- _Given request_: Your task is to print all of the data word for word.

- _Supplied material_:
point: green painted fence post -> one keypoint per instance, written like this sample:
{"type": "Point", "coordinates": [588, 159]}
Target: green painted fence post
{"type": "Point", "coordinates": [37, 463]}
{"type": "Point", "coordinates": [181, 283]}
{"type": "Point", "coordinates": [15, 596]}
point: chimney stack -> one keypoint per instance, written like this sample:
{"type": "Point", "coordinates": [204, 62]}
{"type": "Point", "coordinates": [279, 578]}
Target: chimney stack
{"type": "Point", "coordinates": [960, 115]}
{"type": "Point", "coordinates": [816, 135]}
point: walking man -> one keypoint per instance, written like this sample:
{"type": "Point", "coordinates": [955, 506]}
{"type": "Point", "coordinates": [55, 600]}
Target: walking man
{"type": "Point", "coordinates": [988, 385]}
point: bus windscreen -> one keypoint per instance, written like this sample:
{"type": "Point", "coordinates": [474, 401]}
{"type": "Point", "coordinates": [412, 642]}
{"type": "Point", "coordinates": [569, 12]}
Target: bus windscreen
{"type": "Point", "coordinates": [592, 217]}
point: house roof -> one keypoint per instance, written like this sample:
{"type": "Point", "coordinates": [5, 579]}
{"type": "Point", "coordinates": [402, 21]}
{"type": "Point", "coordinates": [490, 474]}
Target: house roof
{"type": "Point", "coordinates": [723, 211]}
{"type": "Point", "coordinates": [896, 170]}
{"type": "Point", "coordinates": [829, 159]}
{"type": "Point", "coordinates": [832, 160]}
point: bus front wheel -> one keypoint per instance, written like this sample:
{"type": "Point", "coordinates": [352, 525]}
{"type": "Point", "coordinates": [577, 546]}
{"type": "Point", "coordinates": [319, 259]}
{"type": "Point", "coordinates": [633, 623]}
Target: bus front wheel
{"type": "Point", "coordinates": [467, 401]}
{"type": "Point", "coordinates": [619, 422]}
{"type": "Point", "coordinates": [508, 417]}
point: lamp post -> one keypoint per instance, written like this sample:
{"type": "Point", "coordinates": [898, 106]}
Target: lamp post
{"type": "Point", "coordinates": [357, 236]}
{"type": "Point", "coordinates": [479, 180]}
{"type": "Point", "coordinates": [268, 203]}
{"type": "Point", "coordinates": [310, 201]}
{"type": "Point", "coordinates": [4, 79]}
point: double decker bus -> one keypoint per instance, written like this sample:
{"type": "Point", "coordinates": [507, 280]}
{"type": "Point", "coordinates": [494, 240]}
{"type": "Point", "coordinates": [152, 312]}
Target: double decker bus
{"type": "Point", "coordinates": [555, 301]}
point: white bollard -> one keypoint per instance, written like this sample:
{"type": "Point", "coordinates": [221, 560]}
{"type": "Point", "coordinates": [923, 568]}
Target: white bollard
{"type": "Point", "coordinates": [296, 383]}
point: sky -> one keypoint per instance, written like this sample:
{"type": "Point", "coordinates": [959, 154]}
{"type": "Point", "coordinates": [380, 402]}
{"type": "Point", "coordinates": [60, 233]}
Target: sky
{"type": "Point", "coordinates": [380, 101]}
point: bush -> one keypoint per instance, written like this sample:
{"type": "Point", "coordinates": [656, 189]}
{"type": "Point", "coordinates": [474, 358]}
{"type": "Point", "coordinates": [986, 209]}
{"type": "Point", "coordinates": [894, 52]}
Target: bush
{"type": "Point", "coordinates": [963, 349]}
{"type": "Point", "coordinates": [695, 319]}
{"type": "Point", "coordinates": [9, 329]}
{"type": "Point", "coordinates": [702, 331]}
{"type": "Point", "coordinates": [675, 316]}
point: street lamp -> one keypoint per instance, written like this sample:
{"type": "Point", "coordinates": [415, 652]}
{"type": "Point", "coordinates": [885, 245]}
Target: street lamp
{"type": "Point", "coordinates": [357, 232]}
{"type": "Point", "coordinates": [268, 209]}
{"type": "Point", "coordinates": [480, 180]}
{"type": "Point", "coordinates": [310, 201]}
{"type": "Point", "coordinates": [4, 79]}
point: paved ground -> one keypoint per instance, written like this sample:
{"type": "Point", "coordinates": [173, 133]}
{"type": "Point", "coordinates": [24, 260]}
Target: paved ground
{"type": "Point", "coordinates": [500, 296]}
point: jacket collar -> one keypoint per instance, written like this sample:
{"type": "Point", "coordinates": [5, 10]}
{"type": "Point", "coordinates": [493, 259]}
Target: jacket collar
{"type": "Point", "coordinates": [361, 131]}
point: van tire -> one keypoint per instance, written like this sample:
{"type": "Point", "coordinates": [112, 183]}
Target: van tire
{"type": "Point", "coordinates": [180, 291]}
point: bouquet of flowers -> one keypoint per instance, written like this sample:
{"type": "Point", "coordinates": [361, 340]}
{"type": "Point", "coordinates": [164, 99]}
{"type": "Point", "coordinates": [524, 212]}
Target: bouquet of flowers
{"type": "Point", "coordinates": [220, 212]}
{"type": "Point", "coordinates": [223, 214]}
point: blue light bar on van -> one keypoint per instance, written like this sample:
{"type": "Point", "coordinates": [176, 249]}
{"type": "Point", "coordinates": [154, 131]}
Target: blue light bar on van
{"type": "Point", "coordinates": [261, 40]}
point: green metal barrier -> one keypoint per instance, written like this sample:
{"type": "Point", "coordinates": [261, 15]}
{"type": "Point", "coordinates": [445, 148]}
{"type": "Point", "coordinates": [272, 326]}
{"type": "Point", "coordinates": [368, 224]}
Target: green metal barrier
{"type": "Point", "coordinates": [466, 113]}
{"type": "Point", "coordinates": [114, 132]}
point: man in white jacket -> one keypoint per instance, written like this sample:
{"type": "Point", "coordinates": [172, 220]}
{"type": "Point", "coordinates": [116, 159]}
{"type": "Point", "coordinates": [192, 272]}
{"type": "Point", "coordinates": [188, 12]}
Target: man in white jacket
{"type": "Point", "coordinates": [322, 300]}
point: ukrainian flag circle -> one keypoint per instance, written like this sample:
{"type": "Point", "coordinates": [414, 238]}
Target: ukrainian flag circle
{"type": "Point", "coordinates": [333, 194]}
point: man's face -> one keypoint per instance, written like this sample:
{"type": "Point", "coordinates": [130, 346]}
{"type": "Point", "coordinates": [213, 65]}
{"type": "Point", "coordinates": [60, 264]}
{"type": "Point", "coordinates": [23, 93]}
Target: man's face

- _Answer to the problem_:
point: green painted fence post -> one keypoint per instance, written like this sample:
{"type": "Point", "coordinates": [588, 159]}
Target: green painted fence post
{"type": "Point", "coordinates": [37, 463]}
{"type": "Point", "coordinates": [181, 283]}
{"type": "Point", "coordinates": [15, 596]}
point: chimney stack -> one keypoint per instance, written like this sample:
{"type": "Point", "coordinates": [204, 62]}
{"type": "Point", "coordinates": [279, 578]}
Target: chimney stack
{"type": "Point", "coordinates": [960, 115]}
{"type": "Point", "coordinates": [816, 135]}
point: walking man -> one keypoint per instance, written like this sample:
{"type": "Point", "coordinates": [955, 506]}
{"type": "Point", "coordinates": [55, 600]}
Target: walking man
{"type": "Point", "coordinates": [988, 385]}
point: bus windscreen -> one keypoint per instance, written like this sample:
{"type": "Point", "coordinates": [474, 401]}
{"type": "Point", "coordinates": [412, 642]}
{"type": "Point", "coordinates": [569, 12]}
Target: bus windscreen
{"type": "Point", "coordinates": [592, 217]}
point: house roof -> one keypoint per instance, written like this sample:
{"type": "Point", "coordinates": [5, 579]}
{"type": "Point", "coordinates": [402, 21]}
{"type": "Point", "coordinates": [490, 474]}
Target: house roof
{"type": "Point", "coordinates": [723, 211]}
{"type": "Point", "coordinates": [896, 170]}
{"type": "Point", "coordinates": [829, 159]}
{"type": "Point", "coordinates": [832, 160]}
point: bus front wheel -> one keypoint per instance, written like this sample:
{"type": "Point", "coordinates": [352, 525]}
{"type": "Point", "coordinates": [577, 546]}
{"type": "Point", "coordinates": [319, 259]}
{"type": "Point", "coordinates": [633, 623]}
Target: bus front wheel
{"type": "Point", "coordinates": [467, 401]}
{"type": "Point", "coordinates": [619, 422]}
{"type": "Point", "coordinates": [508, 417]}
point: lamp post -> one keypoint per instance, written like this sample:
{"type": "Point", "coordinates": [898, 106]}
Target: lamp post
{"type": "Point", "coordinates": [357, 236]}
{"type": "Point", "coordinates": [479, 180]}
{"type": "Point", "coordinates": [268, 203]}
{"type": "Point", "coordinates": [310, 201]}
{"type": "Point", "coordinates": [4, 79]}
point: double decker bus -> one keypoint per instance, written like this sample:
{"type": "Point", "coordinates": [507, 280]}
{"type": "Point", "coordinates": [494, 240]}
{"type": "Point", "coordinates": [152, 312]}
Target: double decker bus
{"type": "Point", "coordinates": [555, 301]}
point: white bollard -> one keypoint per instance, written like this sample:
{"type": "Point", "coordinates": [221, 560]}
{"type": "Point", "coordinates": [923, 568]}
Target: white bollard
{"type": "Point", "coordinates": [296, 383]}
point: sky -> one keypoint per instance, written like this sample:
{"type": "Point", "coordinates": [959, 154]}
{"type": "Point", "coordinates": [380, 402]}
{"type": "Point", "coordinates": [60, 233]}
Target: sky
{"type": "Point", "coordinates": [380, 101]}
point: bush -> one keypoint per instance, written like this sample:
{"type": "Point", "coordinates": [656, 189]}
{"type": "Point", "coordinates": [474, 358]}
{"type": "Point", "coordinates": [986, 209]}
{"type": "Point", "coordinates": [894, 52]}
Target: bush
{"type": "Point", "coordinates": [963, 349]}
{"type": "Point", "coordinates": [695, 319]}
{"type": "Point", "coordinates": [9, 329]}
{"type": "Point", "coordinates": [702, 331]}
{"type": "Point", "coordinates": [675, 316]}
point: street lamp -> one keypoint per instance, written like this sample:
{"type": "Point", "coordinates": [415, 652]}
{"type": "Point", "coordinates": [885, 245]}
Target: street lamp
{"type": "Point", "coordinates": [357, 232]}
{"type": "Point", "coordinates": [268, 209]}
{"type": "Point", "coordinates": [480, 180]}
{"type": "Point", "coordinates": [310, 201]}
{"type": "Point", "coordinates": [4, 79]}
point: paved ground -> one keypoint per instance, written like this sample:
{"type": "Point", "coordinates": [173, 133]}
{"type": "Point", "coordinates": [24, 260]}
Target: paved ground
{"type": "Point", "coordinates": [500, 296]}
point: jacket collar -> one keypoint per instance, written like this sample:
{"type": "Point", "coordinates": [5, 10]}
{"type": "Point", "coordinates": [493, 259]}
Target: jacket collar
{"type": "Point", "coordinates": [361, 131]}
point: van tire -> one keypoint per instance, written like this sample:
{"type": "Point", "coordinates": [112, 183]}
Target: van tire
{"type": "Point", "coordinates": [180, 291]}
point: bouquet of flowers -> one keypoint per instance, written like this sample:
{"type": "Point", "coordinates": [361, 340]}
{"type": "Point", "coordinates": [164, 99]}
{"type": "Point", "coordinates": [524, 212]}
Target: bouquet of flowers
{"type": "Point", "coordinates": [220, 212]}
{"type": "Point", "coordinates": [223, 214]}
point: blue light bar on van -> one keypoint per instance, written like this sample:
{"type": "Point", "coordinates": [176, 249]}
{"type": "Point", "coordinates": [154, 131]}
Target: blue light bar on van
{"type": "Point", "coordinates": [261, 40]}
point: green metal barrier -> one keypoint per instance, written like this sample:
{"type": "Point", "coordinates": [261, 15]}
{"type": "Point", "coordinates": [445, 148]}
{"type": "Point", "coordinates": [272, 326]}
{"type": "Point", "coordinates": [368, 224]}
Target: green metal barrier
{"type": "Point", "coordinates": [466, 113]}
{"type": "Point", "coordinates": [114, 132]}
point: man in white jacket -> one keypoint per instance, written like this sample:
{"type": "Point", "coordinates": [172, 220]}
{"type": "Point", "coordinates": [116, 159]}
{"type": "Point", "coordinates": [192, 272]}
{"type": "Point", "coordinates": [188, 12]}
Target: man in white jacket
{"type": "Point", "coordinates": [322, 300]}
point: ukrainian flag circle -> one keypoint per instance, written like this sample:
{"type": "Point", "coordinates": [414, 238]}
Target: ukrainian flag circle
{"type": "Point", "coordinates": [333, 194]}
point: man's face -> one keypoint per instance, written like this sample:
{"type": "Point", "coordinates": [130, 346]}
{"type": "Point", "coordinates": [213, 65]}
{"type": "Point", "coordinates": [60, 264]}
{"type": "Point", "coordinates": [23, 93]}
Target: man's face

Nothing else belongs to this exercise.